Problem description:
If an entry holds a picture, leave the picture out and copy the rest exactly.

Saved entries
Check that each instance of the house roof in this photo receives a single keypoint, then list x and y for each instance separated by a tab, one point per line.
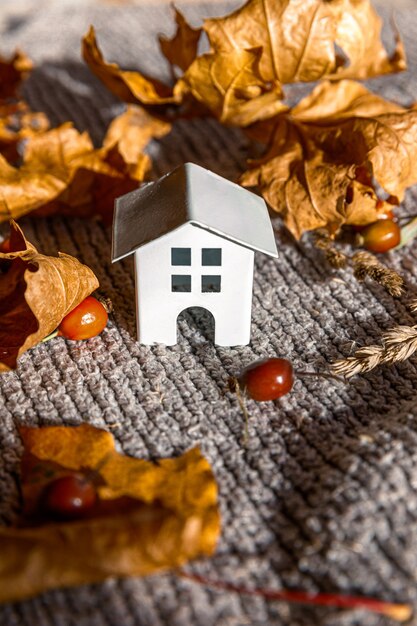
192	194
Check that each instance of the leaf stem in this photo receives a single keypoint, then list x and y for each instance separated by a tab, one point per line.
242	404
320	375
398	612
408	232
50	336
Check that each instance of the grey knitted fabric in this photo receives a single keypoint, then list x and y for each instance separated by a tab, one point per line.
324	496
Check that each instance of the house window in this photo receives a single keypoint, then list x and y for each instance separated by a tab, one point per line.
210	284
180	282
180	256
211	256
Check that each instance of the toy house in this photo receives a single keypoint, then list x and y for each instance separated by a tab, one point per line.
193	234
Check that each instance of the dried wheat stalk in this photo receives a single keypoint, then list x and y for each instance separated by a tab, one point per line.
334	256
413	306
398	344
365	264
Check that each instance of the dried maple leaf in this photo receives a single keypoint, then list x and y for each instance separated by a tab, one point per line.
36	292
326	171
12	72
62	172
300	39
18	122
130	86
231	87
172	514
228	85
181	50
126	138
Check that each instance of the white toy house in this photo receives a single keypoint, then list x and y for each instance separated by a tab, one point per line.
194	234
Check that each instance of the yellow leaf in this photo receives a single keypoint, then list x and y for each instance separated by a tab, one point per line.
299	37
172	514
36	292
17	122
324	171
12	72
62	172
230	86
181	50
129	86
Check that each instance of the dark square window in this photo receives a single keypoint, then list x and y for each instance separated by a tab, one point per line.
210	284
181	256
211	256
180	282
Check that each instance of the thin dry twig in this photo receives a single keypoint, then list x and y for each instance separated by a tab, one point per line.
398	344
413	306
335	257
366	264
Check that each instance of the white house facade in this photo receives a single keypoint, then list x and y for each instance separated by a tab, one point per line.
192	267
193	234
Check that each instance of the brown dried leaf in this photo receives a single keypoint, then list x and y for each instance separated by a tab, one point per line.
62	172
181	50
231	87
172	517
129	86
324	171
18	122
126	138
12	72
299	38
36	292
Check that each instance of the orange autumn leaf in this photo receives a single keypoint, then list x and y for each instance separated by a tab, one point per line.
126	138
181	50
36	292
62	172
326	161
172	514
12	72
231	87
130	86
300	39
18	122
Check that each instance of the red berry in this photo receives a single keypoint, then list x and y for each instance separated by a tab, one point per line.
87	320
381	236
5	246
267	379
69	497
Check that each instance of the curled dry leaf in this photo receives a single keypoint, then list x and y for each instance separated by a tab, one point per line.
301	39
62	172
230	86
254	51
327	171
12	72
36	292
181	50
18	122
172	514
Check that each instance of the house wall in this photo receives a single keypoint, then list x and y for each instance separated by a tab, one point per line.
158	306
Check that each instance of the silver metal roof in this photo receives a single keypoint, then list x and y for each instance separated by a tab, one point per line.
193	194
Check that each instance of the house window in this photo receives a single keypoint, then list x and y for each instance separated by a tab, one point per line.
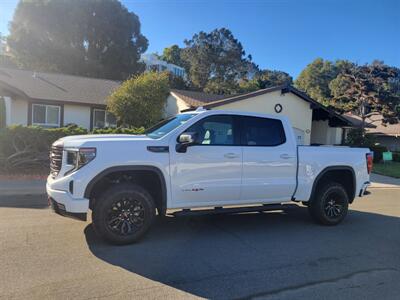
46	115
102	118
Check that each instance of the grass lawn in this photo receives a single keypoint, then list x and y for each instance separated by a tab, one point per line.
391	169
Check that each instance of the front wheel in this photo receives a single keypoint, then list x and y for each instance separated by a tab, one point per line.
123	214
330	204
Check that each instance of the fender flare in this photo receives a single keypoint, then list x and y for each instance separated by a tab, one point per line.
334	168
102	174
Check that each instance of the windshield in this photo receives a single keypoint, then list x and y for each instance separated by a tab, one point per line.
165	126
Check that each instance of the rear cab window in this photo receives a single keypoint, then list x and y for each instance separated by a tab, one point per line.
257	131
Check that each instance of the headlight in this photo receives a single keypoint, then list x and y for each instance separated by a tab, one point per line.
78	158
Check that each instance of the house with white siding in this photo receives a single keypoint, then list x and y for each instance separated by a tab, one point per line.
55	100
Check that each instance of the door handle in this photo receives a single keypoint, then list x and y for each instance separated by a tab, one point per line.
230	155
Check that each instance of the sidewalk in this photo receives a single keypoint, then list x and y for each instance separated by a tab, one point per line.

Answer:
Check that each instance of the house roof in this photo receives a single keypoint, then list x and y for each instance separated by a tab, one point per line.
192	194
Check that each instance of the leaf stem in this photo receives a single keypoint, then list x and y for each instance separated by a tab, one point per line.
242	404
320	375
398	612
408	232
50	336
Check that each instance of the grey knitted fabric in this photo receives a single keypoint, then list x and y for each instance separated by a tab, one point per line.
324	496
Check that each instance of the house window in this photo receives a single keypoint, then list x and y for each instance separated by a tab, one point per line.
210	284
180	282
180	256
211	256
Check that each instance of the toy house in this photo receives a single keypoint, then list x and y for each instance separated by a tab, one point per line.
193	234
Check that each instance of the dried wheat stalk in this photo receives a single keypoint, then list x and y for each instance separated by a tab, one point per line.
334	256
413	306
398	344
365	264
Check that each instance of the dried maple leaf in this photo receives a single keypoint, then list x and y for each instance separated by a tab, one point per line.
36	292
326	171
12	72
62	172
300	39
18	122
130	86
231	87
172	514
228	85
181	50
126	138
Check that each instance of the white toy house in this photo receives a single keypoint, then list x and y for each instance separated by a tab, one point per line.
194	234
Check that each instance of the yellow leaf in this photo receives a single keypoint, then list x and y for each instance separated by a tab, one point per line.
299	37
172	514
36	292
17	122
324	171
12	72
62	172
230	86
181	50
129	86
Check that each instance of the dark square window in this photo receives a single keypoint, then list x and y for each instance separated by a tab, one point per line.
210	284
181	256
211	256
180	282
Check that each instance of the thin dry twig in this photo receives a single keypoint, then list x and y for each instance separated by a tab, one point per line.
398	344
413	306
335	257
366	264
Check that each instance of the white house facade in this photo receives a single keypoint, then list x and y for each instance separated by a tab, one point per line.
192	267
193	234
Check that each instance of the brown dried leaf in this photo receives a single keypoint, then list x and y for each instance separated by a tab, one point per line.
62	172
181	50
231	87
172	517
129	86
324	171
18	122
126	138
12	72
299	38
36	292
Check that each instance of the orange autumn leaf in this photo receives a single keypoint, then list x and y for each instance separated by a tab, one point per line.
126	138
181	50
36	292
62	172
326	161
172	514
12	72
231	87
130	86
300	39
18	122
Check that each instance of the red berry in this photo receives a single keypoint, then list x and y for each instance separated by a tab, one point per line.
87	320
381	236
5	246
267	379
69	497
Check that each instance of the curled dry leaf in this photo receives a single keypoint, then list x and y for each instance separated by a tab, one point per line.
301	39
62	172
230	86
254	51
327	171
12	72
36	292
181	50
18	122
172	514
Check that each instance of the house wall in this photo receives a single keypoint, then list x and y for each instance separated by a tab, one point per line.
158	306
Check that each instance of the silver metal roof in this photo receives a single keypoint, then list x and y for each instance separated by a tab, one point per line.
193	194
Check that each instance of the house window in this photo receives a single keypoint, then list x and y for each instance separated by a tab, one point per line.
46	115
102	118
Check that each instance of the grass lawn in this photo receives a single keypoint, then list x and y for each instance separated by a tab, one point per line.
391	169
Check that each instance of the front wheel in this photo receives a single keypoint, then list x and y for each instance separated by a tab, one point per line.
123	214
330	204
Check that each instance of the fender flare in this photo receives a single keypoint, then list x and y for each instance separated by a tab, one point per line.
334	168
102	174
Check that each instance of the windshield in this photo receives a single keypoint, then list x and y for each instance separated by a tab, one point per line.
165	126
Check that each instance of the rear cab window in this photo receives a single keypoint, then list x and y for each instance separated by a tab, one point per line.
257	131
Check that each instance of the headlight in this photo receives a single keypoint, then list x and y for each instance separated by a tab, one point per line.
78	158
Check that each instance of the house with white siding in this photo receives a single keypoint, then list x and y for each instance separated by a tab, one point per line.
55	100
Check that each instance of the door handle in this photo receives a single keypoint, then list x and y for each instance separated by a tab, one point per line.
230	155
Check that each instance of the sidewalk in this photo receives a single keypoint, then list x and y for each instance separated by a tab, one point per line.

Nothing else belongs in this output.